▶ **Required action**:
In the listing below, locate the line containing "For every instance of the red dress, the" and the line containing "For every instance of the decorated". Output both of them and every line between, exactly as written, and nothing more.

┌────────

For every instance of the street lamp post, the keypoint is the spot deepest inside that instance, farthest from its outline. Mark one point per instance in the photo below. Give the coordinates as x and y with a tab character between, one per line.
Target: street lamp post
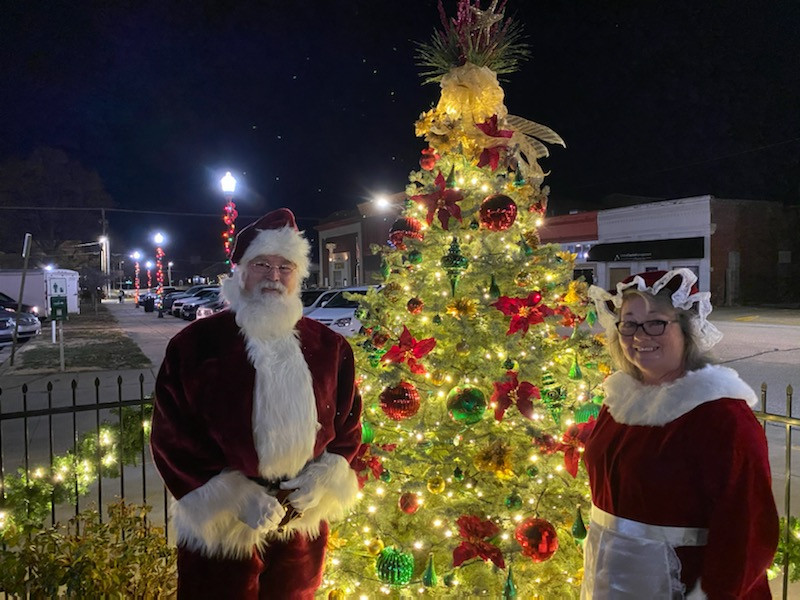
159	238
136	256
228	184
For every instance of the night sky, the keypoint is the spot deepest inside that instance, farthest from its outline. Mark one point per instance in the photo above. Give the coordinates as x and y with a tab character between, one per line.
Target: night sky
311	103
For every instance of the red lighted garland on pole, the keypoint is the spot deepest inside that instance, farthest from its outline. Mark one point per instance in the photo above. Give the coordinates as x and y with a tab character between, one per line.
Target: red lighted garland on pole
229	215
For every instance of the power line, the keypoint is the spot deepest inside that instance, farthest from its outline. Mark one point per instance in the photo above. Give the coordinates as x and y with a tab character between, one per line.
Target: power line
140	211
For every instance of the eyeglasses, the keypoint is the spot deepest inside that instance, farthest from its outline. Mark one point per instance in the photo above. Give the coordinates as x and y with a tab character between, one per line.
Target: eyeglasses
284	269
654	328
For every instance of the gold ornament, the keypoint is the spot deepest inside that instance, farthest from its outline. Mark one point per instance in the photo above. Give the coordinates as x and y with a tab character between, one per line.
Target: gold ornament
575	292
523	279
495	458
374	546
472	93
463	307
531	238
335	541
436	485
437	378
567	257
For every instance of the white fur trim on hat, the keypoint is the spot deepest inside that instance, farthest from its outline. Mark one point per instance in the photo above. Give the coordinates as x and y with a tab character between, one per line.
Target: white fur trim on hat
286	242
705	334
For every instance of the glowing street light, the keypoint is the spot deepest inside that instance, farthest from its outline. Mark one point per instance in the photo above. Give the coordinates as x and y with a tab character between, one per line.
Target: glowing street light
228	184
149	265
136	255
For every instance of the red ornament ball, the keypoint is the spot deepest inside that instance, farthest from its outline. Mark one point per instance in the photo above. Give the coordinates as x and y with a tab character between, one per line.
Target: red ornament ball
379	340
404	227
400	402
538	539
409	503
414	306
428	159
498	212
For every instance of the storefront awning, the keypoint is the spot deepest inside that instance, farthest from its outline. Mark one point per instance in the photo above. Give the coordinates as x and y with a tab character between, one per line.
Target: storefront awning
647	250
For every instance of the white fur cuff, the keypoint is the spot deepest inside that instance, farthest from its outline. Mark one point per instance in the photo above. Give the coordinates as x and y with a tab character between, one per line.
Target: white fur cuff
206	520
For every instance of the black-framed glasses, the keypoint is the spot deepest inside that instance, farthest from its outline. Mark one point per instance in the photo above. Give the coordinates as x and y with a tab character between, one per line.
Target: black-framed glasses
265	267
654	327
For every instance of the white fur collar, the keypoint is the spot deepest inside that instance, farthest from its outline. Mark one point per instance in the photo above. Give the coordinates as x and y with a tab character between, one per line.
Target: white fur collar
633	403
284	409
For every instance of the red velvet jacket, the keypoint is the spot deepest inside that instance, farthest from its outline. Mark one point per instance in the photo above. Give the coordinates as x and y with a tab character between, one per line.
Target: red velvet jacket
202	418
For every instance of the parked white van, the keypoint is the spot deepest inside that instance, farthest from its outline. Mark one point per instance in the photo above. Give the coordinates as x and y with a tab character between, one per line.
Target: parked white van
339	313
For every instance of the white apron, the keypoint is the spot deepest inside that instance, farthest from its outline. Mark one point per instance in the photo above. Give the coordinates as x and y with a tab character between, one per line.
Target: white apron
629	560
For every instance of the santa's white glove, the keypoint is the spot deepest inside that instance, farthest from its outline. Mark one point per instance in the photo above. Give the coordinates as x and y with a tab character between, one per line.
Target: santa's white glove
262	512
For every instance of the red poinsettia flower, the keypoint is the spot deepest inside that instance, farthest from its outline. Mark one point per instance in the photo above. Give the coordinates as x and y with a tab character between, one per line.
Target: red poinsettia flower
491	154
573	442
443	200
474	532
524	312
409	350
511	391
365	462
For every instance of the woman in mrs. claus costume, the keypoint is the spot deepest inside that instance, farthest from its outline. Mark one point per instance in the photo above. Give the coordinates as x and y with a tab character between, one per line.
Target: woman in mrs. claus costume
677	463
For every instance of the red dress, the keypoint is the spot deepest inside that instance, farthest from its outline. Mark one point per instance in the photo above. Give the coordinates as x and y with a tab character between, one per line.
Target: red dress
689	454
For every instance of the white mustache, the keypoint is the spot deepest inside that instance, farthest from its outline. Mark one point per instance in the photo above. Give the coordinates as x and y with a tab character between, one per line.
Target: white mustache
273	285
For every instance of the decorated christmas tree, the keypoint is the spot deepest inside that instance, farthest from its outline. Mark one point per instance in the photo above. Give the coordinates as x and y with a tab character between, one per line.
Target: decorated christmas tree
478	367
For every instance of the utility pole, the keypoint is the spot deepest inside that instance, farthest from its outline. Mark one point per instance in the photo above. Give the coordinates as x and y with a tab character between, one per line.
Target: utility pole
26	252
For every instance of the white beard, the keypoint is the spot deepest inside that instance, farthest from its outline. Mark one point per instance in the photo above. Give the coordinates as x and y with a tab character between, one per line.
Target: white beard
264	316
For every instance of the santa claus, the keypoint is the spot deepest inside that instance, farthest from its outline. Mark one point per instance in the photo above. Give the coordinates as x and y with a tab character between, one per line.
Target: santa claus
255	423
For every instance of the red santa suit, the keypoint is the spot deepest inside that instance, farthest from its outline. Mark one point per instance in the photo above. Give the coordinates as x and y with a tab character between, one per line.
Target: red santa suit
681	489
235	412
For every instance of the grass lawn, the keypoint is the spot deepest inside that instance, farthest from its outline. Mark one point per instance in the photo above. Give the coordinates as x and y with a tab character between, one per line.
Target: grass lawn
92	342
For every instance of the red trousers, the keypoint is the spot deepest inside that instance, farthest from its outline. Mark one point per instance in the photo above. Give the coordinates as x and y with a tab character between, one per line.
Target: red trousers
282	571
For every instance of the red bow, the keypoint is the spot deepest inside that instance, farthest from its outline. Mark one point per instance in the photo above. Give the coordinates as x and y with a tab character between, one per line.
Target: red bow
365	460
441	199
523	311
409	350
511	391
491	155
474	532
569	317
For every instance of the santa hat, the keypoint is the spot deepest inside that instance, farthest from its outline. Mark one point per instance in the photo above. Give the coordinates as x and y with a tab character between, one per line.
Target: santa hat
274	233
685	295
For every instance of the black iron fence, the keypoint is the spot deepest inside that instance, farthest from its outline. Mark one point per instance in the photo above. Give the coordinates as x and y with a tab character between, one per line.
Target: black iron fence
62	451
65	450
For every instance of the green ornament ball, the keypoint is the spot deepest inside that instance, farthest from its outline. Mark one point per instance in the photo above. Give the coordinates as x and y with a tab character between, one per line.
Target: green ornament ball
394	566
513	501
466	404
586	411
367	433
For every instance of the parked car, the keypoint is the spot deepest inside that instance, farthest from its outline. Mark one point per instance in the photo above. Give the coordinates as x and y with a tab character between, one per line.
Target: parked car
339	313
177	304
177	295
206	310
313	299
7	301
29	326
190	305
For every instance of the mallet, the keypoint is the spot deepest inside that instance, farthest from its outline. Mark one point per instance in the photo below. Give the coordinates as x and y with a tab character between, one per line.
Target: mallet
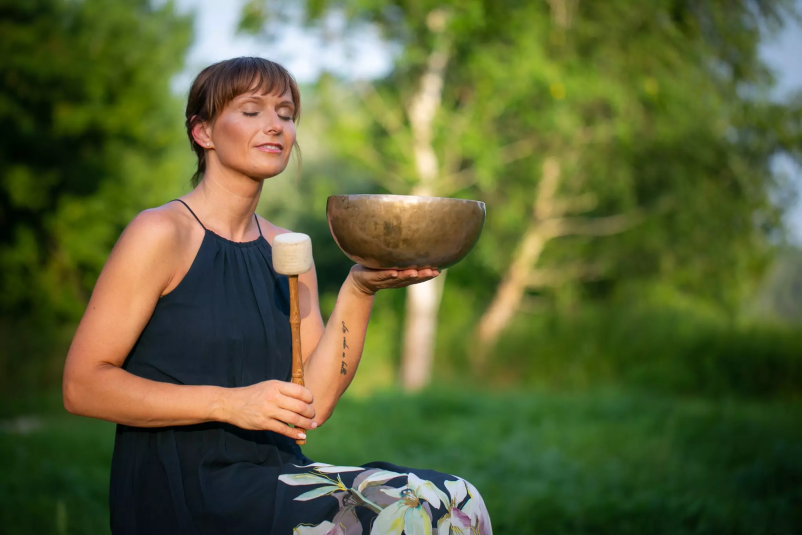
292	256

└────────

▶ **The answer**:
For every instance of the red dress, the keypoint is the spot deepest inside that instance, farthest from its outline. Mark one point per instance in the photo above. Give the coordinates as x and y with a tab character between, one per line.
Target: red dress
689	454
For every instance of the white mustache, the keypoint is the spot deepest inside that instance, farthest from its outline. Mark one point per instance in the photo above. Give the coordinates as x and y with a tab character between, one per line.
Target: white mustache
273	285
For every instance of the decorated christmas tree, the keypoint is the spot deepest inside that instance, farthest from its outline. Mark one point per instance in the photo above. Give the coordinates as x and y with a tab character between, one per line.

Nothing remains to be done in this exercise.